YOUR TASK. Please output every line of all the records below as a numbered list, skipping blank lines and leaving the pictures out.

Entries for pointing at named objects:
-----

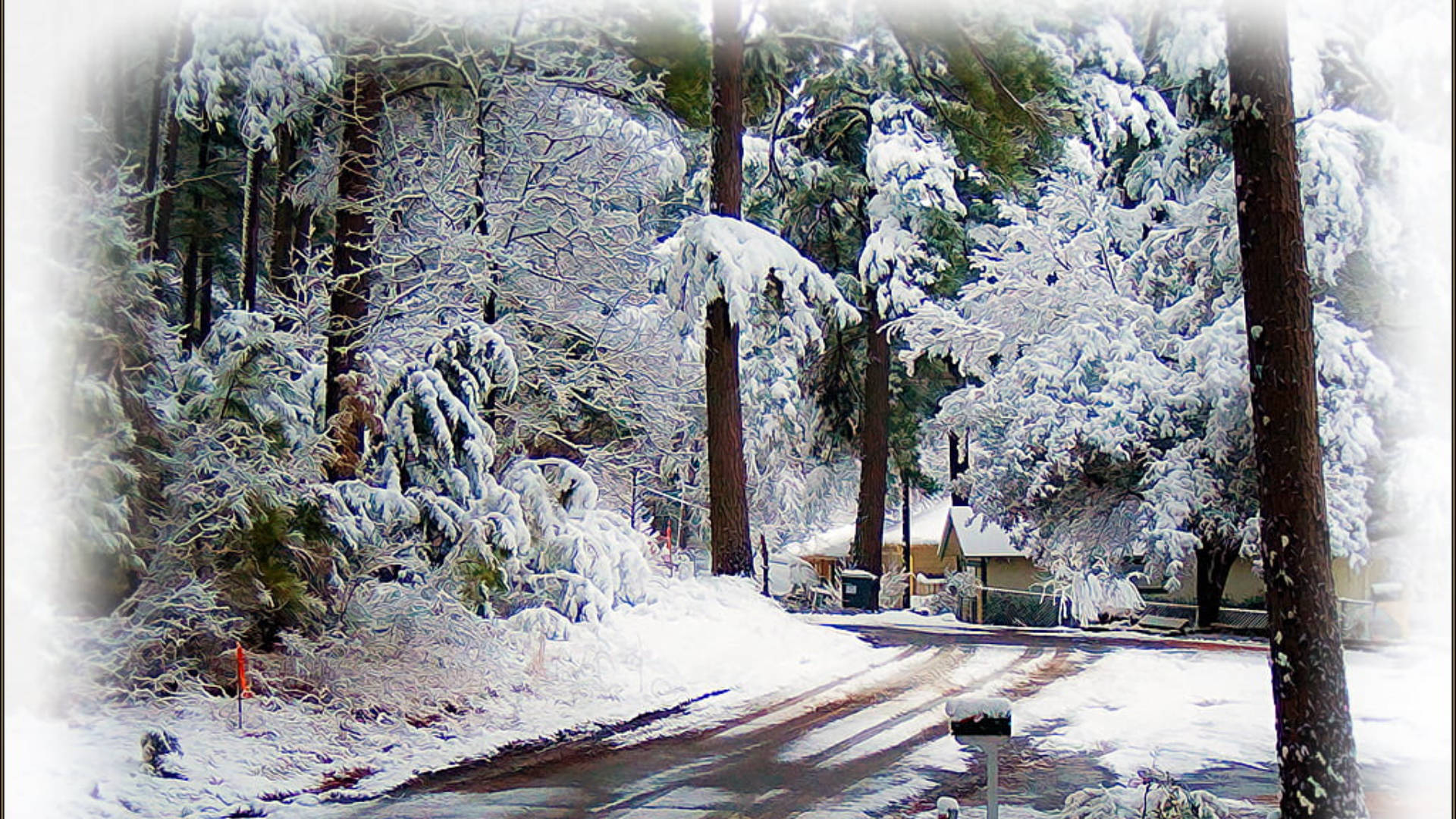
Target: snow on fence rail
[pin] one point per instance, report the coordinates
(1038, 610)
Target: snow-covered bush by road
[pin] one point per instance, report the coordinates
(427, 686)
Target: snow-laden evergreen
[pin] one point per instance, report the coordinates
(913, 175)
(253, 72)
(1114, 417)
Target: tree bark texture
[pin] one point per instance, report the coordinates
(149, 183)
(280, 261)
(905, 535)
(353, 257)
(874, 444)
(1215, 560)
(957, 469)
(197, 246)
(204, 297)
(727, 475)
(957, 452)
(1315, 745)
(253, 232)
(166, 199)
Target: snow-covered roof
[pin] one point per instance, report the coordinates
(927, 523)
(977, 537)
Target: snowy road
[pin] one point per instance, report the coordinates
(835, 751)
(875, 745)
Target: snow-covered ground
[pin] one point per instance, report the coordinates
(693, 639)
(1185, 711)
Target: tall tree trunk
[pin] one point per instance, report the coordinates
(204, 297)
(353, 257)
(874, 444)
(196, 246)
(1310, 706)
(727, 475)
(280, 261)
(253, 234)
(959, 461)
(905, 535)
(957, 468)
(149, 183)
(162, 231)
(1215, 560)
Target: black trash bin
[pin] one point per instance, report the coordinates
(861, 589)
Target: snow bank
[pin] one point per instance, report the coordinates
(695, 637)
(1188, 711)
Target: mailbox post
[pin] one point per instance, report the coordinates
(983, 722)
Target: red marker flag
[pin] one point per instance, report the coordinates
(243, 689)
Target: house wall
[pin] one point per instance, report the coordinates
(925, 558)
(1244, 585)
(1011, 573)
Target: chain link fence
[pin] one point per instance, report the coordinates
(989, 605)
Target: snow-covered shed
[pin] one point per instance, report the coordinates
(830, 548)
(979, 545)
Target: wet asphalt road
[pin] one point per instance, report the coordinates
(839, 751)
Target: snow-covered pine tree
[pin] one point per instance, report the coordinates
(1114, 414)
(913, 175)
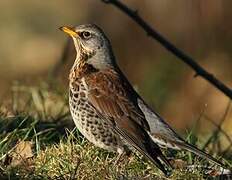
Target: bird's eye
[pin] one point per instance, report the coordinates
(86, 34)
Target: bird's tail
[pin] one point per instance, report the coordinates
(155, 155)
(188, 147)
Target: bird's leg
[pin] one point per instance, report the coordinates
(119, 156)
(121, 153)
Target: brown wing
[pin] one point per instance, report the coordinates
(113, 97)
(109, 95)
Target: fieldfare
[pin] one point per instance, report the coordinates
(108, 111)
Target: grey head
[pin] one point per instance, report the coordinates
(91, 45)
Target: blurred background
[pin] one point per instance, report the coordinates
(31, 46)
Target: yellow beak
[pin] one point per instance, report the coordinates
(70, 31)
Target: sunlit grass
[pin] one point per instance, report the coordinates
(40, 115)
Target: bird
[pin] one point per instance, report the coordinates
(108, 111)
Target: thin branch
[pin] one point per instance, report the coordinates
(170, 47)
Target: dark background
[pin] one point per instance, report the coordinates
(31, 45)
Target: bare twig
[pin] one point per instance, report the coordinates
(170, 47)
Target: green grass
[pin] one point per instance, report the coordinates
(40, 115)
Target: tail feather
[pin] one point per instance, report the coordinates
(195, 150)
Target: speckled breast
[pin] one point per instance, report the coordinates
(88, 122)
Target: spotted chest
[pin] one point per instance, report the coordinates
(87, 121)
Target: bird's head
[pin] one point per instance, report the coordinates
(91, 45)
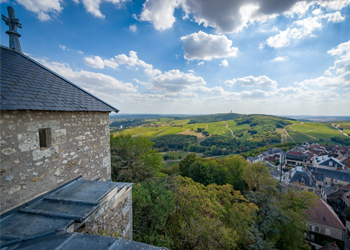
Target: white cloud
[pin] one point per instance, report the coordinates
(175, 81)
(98, 83)
(133, 28)
(302, 29)
(281, 58)
(337, 76)
(95, 62)
(224, 63)
(160, 13)
(228, 16)
(203, 46)
(129, 61)
(43, 8)
(251, 81)
(93, 6)
(62, 47)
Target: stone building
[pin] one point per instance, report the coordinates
(323, 221)
(55, 163)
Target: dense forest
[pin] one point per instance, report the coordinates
(208, 203)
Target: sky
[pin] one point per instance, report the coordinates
(278, 57)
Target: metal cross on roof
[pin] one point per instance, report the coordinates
(13, 23)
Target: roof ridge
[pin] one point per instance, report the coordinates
(56, 74)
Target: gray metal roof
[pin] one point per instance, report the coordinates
(303, 177)
(62, 240)
(56, 211)
(28, 85)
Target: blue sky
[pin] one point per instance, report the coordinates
(196, 56)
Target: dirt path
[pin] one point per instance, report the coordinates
(229, 129)
(288, 134)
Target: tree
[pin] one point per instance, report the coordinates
(207, 172)
(186, 162)
(202, 218)
(257, 176)
(134, 160)
(235, 166)
(153, 202)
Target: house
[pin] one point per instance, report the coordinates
(55, 160)
(323, 221)
(335, 176)
(328, 162)
(296, 158)
(303, 181)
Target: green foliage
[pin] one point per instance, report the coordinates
(257, 176)
(185, 163)
(153, 202)
(174, 141)
(235, 166)
(206, 171)
(202, 217)
(342, 140)
(133, 159)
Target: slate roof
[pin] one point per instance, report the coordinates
(303, 177)
(323, 213)
(334, 174)
(43, 223)
(28, 85)
(330, 189)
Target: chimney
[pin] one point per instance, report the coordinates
(310, 182)
(13, 24)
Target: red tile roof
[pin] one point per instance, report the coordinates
(324, 214)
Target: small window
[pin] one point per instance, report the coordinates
(44, 137)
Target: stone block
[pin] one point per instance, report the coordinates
(28, 141)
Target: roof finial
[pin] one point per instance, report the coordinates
(13, 23)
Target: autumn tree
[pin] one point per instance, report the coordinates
(257, 176)
(153, 203)
(133, 159)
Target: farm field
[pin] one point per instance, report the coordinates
(312, 131)
(345, 127)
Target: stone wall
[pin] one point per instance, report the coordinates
(78, 144)
(333, 232)
(114, 217)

-----

FULL RESPONSE.
1. Target: snow on fence rail
2. [pin] one point per instance, report the coordinates
3. (1038, 610)
4. Target: snow-covered bush by road
5. [pin] one point per instance, report the coordinates
6. (427, 686)
7. Target: snow-laden evergreen
8. [pin] one point per instance, report the coordinates
9. (913, 175)
10. (253, 72)
11. (1114, 417)
12. Target: tree bark texture
13. [pin] one point per instance, report the coordinates
14. (149, 183)
15. (280, 261)
16. (905, 535)
17. (353, 257)
18. (874, 444)
19. (1215, 560)
20. (957, 469)
21. (197, 246)
22. (204, 297)
23. (727, 475)
24. (957, 452)
25. (1315, 745)
26. (253, 232)
27. (166, 199)
28. Target: snow-covered roof
29. [pin] one point per instance, report the coordinates
30. (927, 523)
31. (977, 537)
32. Target: snowy road
33. [pin] one point per instance, report the coordinates
34. (835, 751)
35. (875, 745)
36. Target: snow-covered ground
37. [pin] one point per instance, report the coordinates
38. (693, 639)
39. (1185, 711)
40. Target: tall tree trunk
41. [pin] one point per instance, report the coordinates
42. (204, 297)
43. (353, 257)
44. (874, 444)
45. (196, 246)
46. (1310, 706)
47. (727, 475)
48. (280, 261)
49. (253, 234)
50. (959, 461)
51. (905, 535)
52. (957, 468)
53. (149, 183)
54. (162, 231)
55. (1215, 560)
56. Target: black trash bin
57. [pin] one point per instance, report the coordinates
58. (861, 589)
59. Target: snow bank
60. [pin] one point per instance, report the coordinates
61. (695, 637)
62. (1188, 711)
63. Target: mailbox post
64. [pin] one point per instance, report the coordinates
65. (983, 722)
66. Target: red marker flag
67. [pin] one point per instance, report the coordinates
68. (243, 689)
69. Target: house wall
70. [pin] one point per instance, report the coordinates
71. (925, 558)
72. (1244, 585)
73. (1011, 573)
74. Target: chain link fence
75. [pin] one point per instance, report the coordinates
76. (989, 605)
77. Target: snow-covered shed
78. [pin] one point per instance, report the coordinates
79. (830, 548)
80. (979, 545)
81. Target: wet asphalt road
82. [pin] one point per instance, report the coordinates
83. (839, 751)
84. Target: snow-covered pine tree
85. [pin] one point per instance, report the coordinates
86. (1114, 414)
87. (913, 175)
88. Target: bird's eye
89. [pin] one point per instance, report the coordinates
90. (86, 34)
91. Target: bird's tail
92. [pin] one point per instance, report the coordinates
93. (155, 155)
94. (188, 147)
95. Target: bird's leg
96. [pin] one point per instance, report the coordinates
97. (119, 156)
98. (121, 153)
99. Target: brown wing
100. [pin] one point per instance, report the coordinates
101. (113, 97)
102. (109, 95)
103. Target: fieldfare
104. [pin] one point per instance, report the coordinates
105. (108, 111)
106. Target: grey head
107. [pin] one point per instance, report the coordinates
108. (91, 45)
109. Target: blurred background
110. [pin] one point per instance, report the coordinates
111. (31, 46)
112. Target: yellow beak
113. [pin] one point per instance, report the coordinates
114. (70, 31)
115. Target: sunlit grass
116. [pin] one point per instance, report the coordinates
117. (40, 115)
118. Target: bird
119. [pin] one point per instance, report the coordinates
120. (108, 111)
121. Target: thin branch
122. [pin] one point per instance, report the coordinates
123. (170, 47)
124. Target: dark background
125. [pin] one point per instance, report the coordinates
126. (31, 45)
127. Target: bare twig
128. [pin] one point per instance, report the coordinates
129. (170, 47)
130. Target: green grass
131. [pin] one point per instance, report the coordinates
132. (40, 115)
133. Target: tail feather
134. [pin] one point per instance, report the coordinates
135. (195, 150)
136. Target: speckled breast
137. [pin] one point per instance, report the coordinates
138. (88, 122)
139. Target: spotted chest
140. [pin] one point per instance, report the coordinates
141. (87, 121)
142. Target: bird's head
143. [pin] one point per instance, report the coordinates
144. (91, 45)
145. Target: white cloud
146. [pin] one point per instance, report the coordinates
147. (175, 81)
148. (98, 83)
149. (133, 28)
150. (302, 29)
151. (281, 58)
152. (337, 76)
153. (95, 62)
154. (224, 63)
155. (160, 13)
156. (228, 16)
157. (203, 46)
158. (129, 61)
159. (43, 8)
160. (251, 81)
161. (93, 6)
162. (62, 47)
163. Target: stone building
164. [pin] one point per instance, report the coordinates
165. (323, 221)
166. (55, 163)
167. Target: dense forest
168. [pin] one point per instance, report the coordinates
169. (208, 203)
170. Target: sky
171. [pin] one point per instance, report the coordinates
172. (278, 57)
173. Target: metal cross on roof
174. [pin] one point per instance, report the coordinates
175. (13, 23)
176. Target: roof ridge
177. [pin] one point per instance, report the coordinates
178. (56, 74)
179. Target: gray metal roof
180. [pin] one point per instance, report the coordinates
181. (303, 177)
182. (62, 240)
183. (56, 211)
184. (28, 85)
185. Target: blue sky
186. [pin] one point per instance, report the coordinates
187. (196, 56)
188. Target: dirt path
189. [pin] one point per instance, report the coordinates
190. (229, 129)
191. (288, 134)
192. Target: tree
193. [pin] one point per instance, report the coordinates
194. (207, 172)
195. (186, 162)
196. (202, 218)
197. (257, 176)
198. (134, 160)
199. (235, 166)
200. (153, 202)
201. Target: house
202. [pin] one point per instance, report the coordinates
203. (55, 160)
204. (323, 221)
205. (335, 176)
206. (328, 162)
207. (296, 158)
208. (303, 181)
209. Target: green foliage
210. [pin] one point per instance, report the coordinates
211. (257, 176)
212. (185, 163)
213. (153, 202)
214. (174, 141)
215. (235, 166)
216. (206, 171)
217. (202, 217)
218. (342, 140)
219. (133, 159)
220. Target: slate roof
221. [pin] one point per instance, report the coordinates
222. (303, 177)
223. (323, 213)
224. (334, 174)
225. (43, 223)
226. (28, 85)
227. (330, 189)
228. Target: chimney
229. [pin] one point per instance, report the coordinates
230. (310, 182)
231. (13, 24)
232. Target: red tile roof
233. [pin] one point per instance, report the coordinates
234. (324, 214)
235. Target: small window
236. [pin] one point per instance, report the coordinates
237. (44, 137)
238. Target: stone block
239. [pin] one point per instance, report the coordinates
240. (28, 141)
241. Target: roof finial
242. [pin] one point per instance, report the coordinates
243. (13, 23)
244. Target: autumn tree
245. [pin] one point per instance, report the coordinates
246. (257, 176)
247. (153, 203)
248. (133, 159)
249. Target: farm field
250. [pin] one point per instance, report the coordinates
251. (312, 131)
252. (345, 127)
253. Target: stone wall
254. [pin] one point per instance, report the coordinates
255. (78, 144)
256. (333, 232)
257. (114, 217)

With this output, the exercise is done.